** Start MATERIAL PROVIDED **
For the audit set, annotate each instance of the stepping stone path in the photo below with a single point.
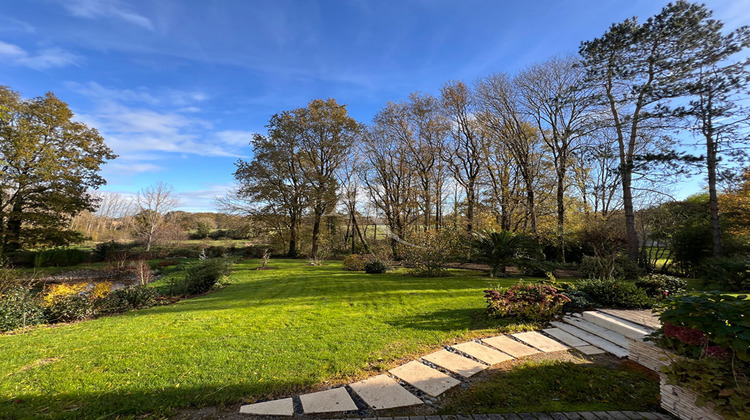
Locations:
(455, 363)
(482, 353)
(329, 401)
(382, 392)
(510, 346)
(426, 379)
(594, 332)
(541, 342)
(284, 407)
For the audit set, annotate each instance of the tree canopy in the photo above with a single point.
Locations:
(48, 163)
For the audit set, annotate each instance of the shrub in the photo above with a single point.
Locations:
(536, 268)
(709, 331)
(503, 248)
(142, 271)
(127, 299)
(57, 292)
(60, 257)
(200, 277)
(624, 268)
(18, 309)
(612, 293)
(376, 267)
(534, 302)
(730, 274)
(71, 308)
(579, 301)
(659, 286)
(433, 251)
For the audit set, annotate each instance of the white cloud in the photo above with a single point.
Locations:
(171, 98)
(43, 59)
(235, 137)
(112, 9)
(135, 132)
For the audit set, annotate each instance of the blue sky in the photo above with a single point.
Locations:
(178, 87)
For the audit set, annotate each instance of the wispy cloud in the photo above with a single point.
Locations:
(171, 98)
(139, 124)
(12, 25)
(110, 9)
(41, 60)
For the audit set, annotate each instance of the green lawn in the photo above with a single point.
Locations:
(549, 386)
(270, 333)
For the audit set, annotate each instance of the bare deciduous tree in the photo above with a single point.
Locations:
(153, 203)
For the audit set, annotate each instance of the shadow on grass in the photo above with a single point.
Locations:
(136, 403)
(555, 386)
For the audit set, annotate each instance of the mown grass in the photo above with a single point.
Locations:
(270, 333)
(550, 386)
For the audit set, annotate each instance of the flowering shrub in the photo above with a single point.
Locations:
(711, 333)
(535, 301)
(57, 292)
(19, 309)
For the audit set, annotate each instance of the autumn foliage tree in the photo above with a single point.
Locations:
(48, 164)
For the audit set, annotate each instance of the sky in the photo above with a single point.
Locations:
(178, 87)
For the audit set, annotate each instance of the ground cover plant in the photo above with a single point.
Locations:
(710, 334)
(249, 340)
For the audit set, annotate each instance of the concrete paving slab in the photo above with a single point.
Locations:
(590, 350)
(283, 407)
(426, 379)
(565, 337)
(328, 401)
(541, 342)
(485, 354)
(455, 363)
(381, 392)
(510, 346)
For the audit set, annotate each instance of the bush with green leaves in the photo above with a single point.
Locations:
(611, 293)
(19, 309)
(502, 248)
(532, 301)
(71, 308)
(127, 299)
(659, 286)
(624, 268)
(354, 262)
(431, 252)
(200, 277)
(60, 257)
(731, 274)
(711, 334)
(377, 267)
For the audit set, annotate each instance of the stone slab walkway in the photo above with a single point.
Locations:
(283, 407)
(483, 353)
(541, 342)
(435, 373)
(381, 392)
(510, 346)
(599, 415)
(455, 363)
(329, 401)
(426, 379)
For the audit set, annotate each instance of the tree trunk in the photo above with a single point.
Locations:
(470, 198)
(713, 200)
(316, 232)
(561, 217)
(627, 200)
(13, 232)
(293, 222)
** End MATERIAL PROVIDED **
** Start MATERIAL PROVIDED **
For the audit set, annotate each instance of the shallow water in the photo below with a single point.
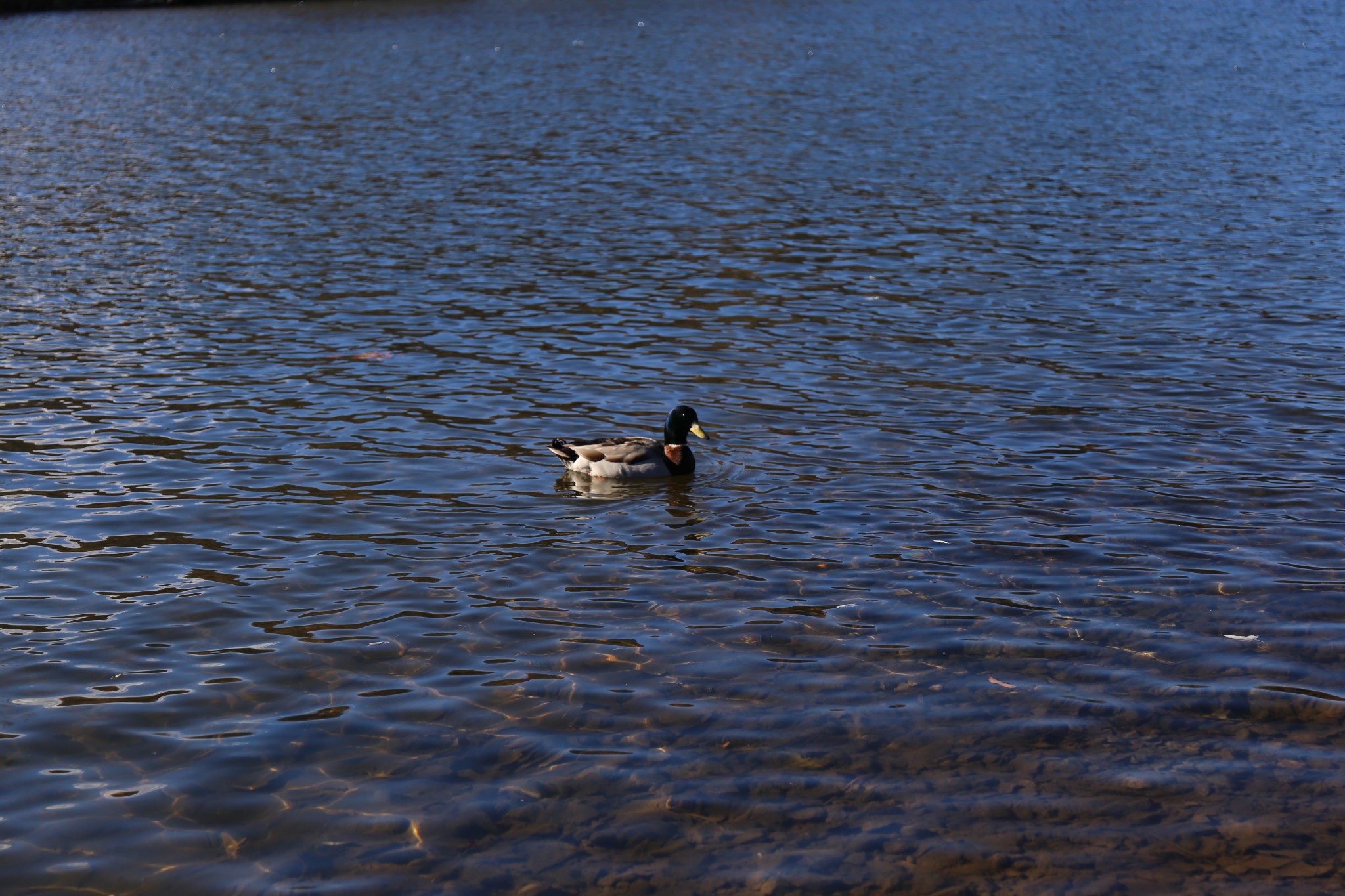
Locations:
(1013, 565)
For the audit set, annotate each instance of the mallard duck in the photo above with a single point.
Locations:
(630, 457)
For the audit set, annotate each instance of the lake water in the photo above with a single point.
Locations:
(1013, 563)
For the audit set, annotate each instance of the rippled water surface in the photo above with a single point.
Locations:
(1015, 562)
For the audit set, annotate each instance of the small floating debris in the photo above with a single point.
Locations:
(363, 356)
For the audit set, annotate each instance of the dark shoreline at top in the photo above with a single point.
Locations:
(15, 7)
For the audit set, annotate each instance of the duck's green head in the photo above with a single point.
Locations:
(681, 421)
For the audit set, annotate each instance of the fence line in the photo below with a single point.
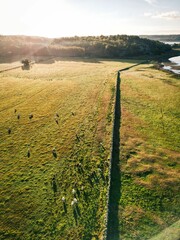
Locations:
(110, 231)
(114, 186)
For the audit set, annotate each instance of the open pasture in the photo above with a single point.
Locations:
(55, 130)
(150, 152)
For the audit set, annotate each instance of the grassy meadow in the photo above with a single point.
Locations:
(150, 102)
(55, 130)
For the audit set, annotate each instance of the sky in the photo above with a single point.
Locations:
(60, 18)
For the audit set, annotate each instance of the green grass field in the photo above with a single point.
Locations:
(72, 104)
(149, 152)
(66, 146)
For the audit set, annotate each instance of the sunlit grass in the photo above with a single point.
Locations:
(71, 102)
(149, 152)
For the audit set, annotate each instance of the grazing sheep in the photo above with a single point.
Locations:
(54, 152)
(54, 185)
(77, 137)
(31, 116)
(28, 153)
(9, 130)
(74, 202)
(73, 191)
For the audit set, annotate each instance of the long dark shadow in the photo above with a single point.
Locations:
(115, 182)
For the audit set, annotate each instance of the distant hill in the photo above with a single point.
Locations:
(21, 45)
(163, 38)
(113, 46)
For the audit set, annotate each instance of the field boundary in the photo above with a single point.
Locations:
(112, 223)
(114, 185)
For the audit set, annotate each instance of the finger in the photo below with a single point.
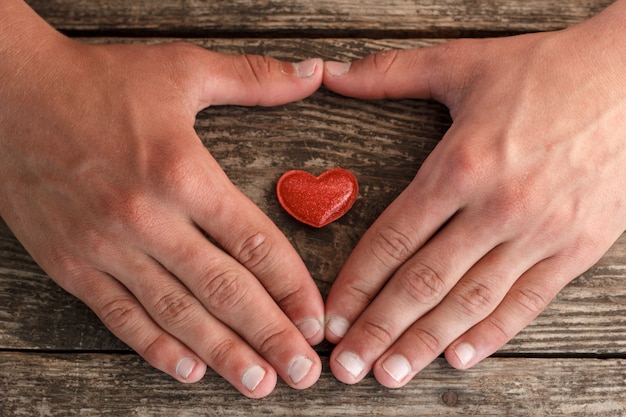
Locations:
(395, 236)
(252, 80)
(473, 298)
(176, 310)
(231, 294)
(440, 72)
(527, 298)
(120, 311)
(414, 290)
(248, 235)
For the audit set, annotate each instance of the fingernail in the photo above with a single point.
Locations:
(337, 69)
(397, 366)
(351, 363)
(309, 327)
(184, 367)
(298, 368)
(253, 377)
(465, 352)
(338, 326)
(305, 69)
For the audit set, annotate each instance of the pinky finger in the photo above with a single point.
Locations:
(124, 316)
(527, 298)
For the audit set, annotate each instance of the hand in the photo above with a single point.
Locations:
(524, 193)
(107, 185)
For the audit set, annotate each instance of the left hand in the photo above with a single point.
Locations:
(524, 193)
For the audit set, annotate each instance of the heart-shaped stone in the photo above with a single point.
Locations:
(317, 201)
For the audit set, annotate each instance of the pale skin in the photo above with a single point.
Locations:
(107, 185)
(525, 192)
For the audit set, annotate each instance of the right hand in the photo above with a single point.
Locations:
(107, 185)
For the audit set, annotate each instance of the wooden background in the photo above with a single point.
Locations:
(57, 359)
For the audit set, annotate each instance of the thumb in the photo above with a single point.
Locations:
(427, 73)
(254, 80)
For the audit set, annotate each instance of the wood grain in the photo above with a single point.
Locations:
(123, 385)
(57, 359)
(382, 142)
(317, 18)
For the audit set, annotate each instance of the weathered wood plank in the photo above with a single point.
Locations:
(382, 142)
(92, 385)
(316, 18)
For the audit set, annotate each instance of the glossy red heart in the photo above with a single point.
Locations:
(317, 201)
** End MATERIAL PROVIDED **
* _WHAT IS EXPECTED_
Extract every line from the rows above that contains the string "slab", matching case exactly.

* _RIGHT ANSWER_
For the audit set, annotate each instance of the concrete paving slab in the photo above with a single point.
For the audit set, annotate each instance of the stone slab walkway in the photo above with a single point.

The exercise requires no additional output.